● **EXERCISE BRIEF**
List every oxygen percentage stated in the passage on oxygen levels below.

Animal experiments and human accidents suggest survival is possible for at least a couple of minutes, provided you’re rescued and repressurized. Beyond that, the lack of oxygen causes permanent brain damage and death.

What If Oxygen Levels Doubled?

Earth’s atmosphere is about 21% oxygen. Crank that up to 40% or more and the biological consequences get wild, especially for insects.

Insects don’t have lungs. They breathe through tiny tubes called tracheae that deliver oxygen directly to their tissues. This system works well at small sizes but becomes inefficient as bodies get larger, which is one reason insects today are relatively small. Double the oxygen, and that constraint loosens dramatically. Insects could grow much larger because their breathing tubes wouldn’t need to take up as much body space to deliver adequate oxygen. Lab experiments confirm this: mealworms reared at 27% oxygen grow noticeably larger, and fruit flies raised in high-oxygen environments for multiple generations evolve increased body mass. The mechanism is interesting, too. Higher oxygen doesn’t speed up growth so much as extend development time, giving insects longer to keep growing before reaching maturity.

● **Collected data**
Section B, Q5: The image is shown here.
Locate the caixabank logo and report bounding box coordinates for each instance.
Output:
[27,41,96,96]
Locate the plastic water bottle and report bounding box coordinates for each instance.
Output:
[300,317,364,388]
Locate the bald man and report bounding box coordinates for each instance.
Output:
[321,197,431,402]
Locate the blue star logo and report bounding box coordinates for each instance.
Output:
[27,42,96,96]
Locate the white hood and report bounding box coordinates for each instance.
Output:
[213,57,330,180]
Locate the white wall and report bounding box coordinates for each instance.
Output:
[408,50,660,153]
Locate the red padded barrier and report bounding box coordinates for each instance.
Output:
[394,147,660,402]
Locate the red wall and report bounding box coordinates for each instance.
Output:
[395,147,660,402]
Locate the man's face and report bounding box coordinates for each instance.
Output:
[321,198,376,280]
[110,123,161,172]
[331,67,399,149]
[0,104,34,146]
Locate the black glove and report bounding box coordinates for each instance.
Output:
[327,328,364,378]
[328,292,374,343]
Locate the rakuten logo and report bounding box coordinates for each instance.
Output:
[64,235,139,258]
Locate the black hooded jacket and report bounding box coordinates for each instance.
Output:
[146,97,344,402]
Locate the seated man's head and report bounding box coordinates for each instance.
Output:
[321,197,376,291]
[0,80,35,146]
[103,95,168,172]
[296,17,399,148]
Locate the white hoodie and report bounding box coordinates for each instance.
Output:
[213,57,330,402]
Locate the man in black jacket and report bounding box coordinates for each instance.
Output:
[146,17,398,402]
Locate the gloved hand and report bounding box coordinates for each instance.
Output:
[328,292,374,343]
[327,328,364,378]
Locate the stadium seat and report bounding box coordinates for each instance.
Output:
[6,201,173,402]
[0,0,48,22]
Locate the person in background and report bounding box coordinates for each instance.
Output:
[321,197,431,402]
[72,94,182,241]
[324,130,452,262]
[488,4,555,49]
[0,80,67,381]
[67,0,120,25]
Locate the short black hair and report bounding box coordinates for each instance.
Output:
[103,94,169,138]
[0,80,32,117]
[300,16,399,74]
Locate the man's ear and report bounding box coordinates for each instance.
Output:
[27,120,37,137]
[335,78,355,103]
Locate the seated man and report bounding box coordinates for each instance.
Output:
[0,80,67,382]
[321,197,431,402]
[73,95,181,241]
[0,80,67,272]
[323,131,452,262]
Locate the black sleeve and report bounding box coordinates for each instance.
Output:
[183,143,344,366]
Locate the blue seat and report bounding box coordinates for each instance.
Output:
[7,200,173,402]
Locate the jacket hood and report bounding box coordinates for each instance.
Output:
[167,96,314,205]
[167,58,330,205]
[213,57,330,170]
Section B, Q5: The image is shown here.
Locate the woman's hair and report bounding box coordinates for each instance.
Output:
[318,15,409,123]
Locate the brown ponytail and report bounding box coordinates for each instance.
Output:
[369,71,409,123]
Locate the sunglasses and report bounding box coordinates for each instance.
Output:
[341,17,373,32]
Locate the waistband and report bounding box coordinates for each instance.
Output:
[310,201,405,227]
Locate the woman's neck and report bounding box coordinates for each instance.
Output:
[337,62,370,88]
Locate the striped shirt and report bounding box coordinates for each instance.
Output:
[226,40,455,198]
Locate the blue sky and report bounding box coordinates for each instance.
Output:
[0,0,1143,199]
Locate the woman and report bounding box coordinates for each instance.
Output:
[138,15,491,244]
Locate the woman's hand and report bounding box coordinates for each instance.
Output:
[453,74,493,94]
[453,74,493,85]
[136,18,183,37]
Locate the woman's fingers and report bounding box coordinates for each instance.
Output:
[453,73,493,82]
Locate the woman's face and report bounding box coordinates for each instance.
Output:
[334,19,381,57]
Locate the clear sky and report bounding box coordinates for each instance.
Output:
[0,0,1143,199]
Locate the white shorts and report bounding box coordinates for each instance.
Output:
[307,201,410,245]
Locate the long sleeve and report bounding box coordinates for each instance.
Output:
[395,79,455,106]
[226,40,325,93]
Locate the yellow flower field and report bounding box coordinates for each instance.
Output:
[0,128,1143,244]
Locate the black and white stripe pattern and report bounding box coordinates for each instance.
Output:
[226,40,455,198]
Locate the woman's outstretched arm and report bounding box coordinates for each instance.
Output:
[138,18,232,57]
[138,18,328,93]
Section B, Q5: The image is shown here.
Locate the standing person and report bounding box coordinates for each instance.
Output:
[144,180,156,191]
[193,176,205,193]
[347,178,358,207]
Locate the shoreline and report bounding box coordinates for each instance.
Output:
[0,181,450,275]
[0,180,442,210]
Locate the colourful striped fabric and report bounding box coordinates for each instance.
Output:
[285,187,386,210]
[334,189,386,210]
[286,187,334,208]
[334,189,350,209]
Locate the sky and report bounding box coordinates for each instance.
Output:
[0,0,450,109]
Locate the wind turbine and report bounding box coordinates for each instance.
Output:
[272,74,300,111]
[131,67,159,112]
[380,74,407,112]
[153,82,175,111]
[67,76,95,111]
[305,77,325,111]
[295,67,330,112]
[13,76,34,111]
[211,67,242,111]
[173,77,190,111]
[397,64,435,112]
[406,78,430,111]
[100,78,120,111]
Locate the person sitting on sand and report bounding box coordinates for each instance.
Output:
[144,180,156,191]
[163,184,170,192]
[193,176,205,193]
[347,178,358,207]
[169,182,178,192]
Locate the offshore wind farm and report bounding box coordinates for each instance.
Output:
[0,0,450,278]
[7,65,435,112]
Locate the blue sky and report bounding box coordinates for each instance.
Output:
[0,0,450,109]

● **RESULT OF THE EXERCISE**
21%, 40%, 27%